*The exercise*: Reproduce every line of the records below word for word, omitting the pictures.

*Data to use*:

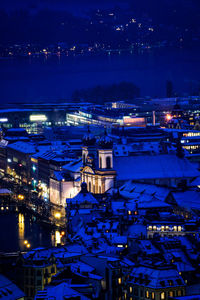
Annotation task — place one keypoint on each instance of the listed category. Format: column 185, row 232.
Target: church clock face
column 87, row 170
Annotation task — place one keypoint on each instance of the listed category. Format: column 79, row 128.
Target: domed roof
column 89, row 139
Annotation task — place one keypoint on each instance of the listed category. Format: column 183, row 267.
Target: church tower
column 97, row 170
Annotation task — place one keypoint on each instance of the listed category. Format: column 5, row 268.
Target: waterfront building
column 8, row 290
column 66, row 183
column 155, row 282
column 34, row 272
column 98, row 170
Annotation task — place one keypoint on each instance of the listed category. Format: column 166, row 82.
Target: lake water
column 15, row 228
column 52, row 79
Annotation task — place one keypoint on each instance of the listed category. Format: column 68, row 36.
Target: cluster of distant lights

*Exercise output*:
Annotation task — place one keypoint on each instance of the listed category. Format: column 185, row 232.
Target: church clock face
column 87, row 170
Annotation task — place one keypoint on each instance of the listed category. Format: column 79, row 128.
Target: domed roof
column 89, row 139
Annotation task — place one keypoint on each instance of the listed category. Format: column 183, row 267.
Target: church tower
column 97, row 170
Annotation task — place one keypoint on each instance of the listed category. Format: column 5, row 268.
Target: waterfront building
column 8, row 290
column 66, row 183
column 155, row 282
column 34, row 272
column 98, row 170
Annotation task — place one keypoint on each instance of the listed category. Format: column 166, row 82.
Target: lake water
column 15, row 228
column 52, row 79
Annotation task — place one keypoint on each instance of the listed category. Format: column 68, row 36.
Target: cluster of distant lights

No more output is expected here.